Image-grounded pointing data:
──────────────────────────────

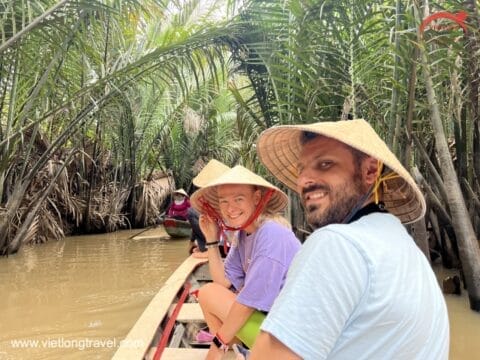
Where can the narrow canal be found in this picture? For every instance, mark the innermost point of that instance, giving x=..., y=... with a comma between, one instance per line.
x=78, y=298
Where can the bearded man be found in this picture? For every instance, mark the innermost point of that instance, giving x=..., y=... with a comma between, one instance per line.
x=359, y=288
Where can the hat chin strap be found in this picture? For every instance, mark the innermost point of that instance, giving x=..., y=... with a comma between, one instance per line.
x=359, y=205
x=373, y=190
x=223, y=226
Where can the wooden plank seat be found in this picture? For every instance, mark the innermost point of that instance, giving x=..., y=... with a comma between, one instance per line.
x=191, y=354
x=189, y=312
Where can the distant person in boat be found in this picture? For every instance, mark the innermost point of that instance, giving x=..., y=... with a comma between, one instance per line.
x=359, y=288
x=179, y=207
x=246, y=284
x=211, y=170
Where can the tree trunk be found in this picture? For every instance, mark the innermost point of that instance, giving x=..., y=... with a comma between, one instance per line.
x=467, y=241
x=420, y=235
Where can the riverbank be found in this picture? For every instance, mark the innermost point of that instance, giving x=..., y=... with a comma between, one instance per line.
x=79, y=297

──────────────────────────────

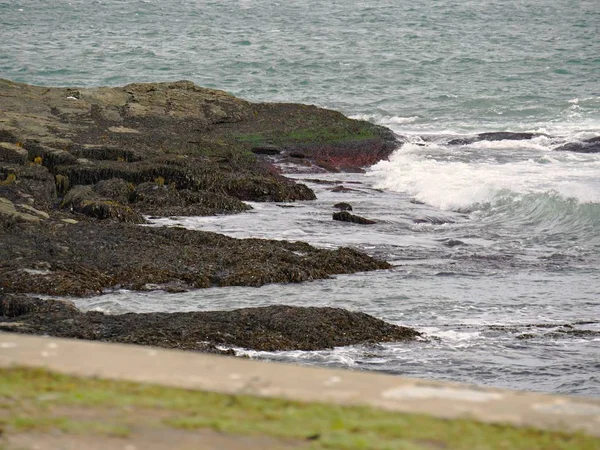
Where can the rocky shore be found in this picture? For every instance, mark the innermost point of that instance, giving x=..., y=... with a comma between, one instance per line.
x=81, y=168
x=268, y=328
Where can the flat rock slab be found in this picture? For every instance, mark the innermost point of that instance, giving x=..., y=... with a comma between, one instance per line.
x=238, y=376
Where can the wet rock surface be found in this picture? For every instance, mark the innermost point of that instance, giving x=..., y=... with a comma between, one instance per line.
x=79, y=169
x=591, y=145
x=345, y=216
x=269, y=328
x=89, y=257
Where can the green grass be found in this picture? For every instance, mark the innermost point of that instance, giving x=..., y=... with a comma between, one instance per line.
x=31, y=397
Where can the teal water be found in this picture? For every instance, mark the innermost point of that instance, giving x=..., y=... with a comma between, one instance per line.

──────────────────────────────

YOUR TASK: Print exactly the lines above from the one with "Where can the green" to the one with "Where can the teal", including both.

RESULT BELOW:
Where can the green grass be found in this picture? For every instance, mark the innermost point of that instance, giving x=..., y=... with a comma between, one instance per line.
x=31, y=397
Where can the teal water be found in this picture? For every instance, mark the innermost point of that instance, giving x=..., y=... with a comma between, one instance per line.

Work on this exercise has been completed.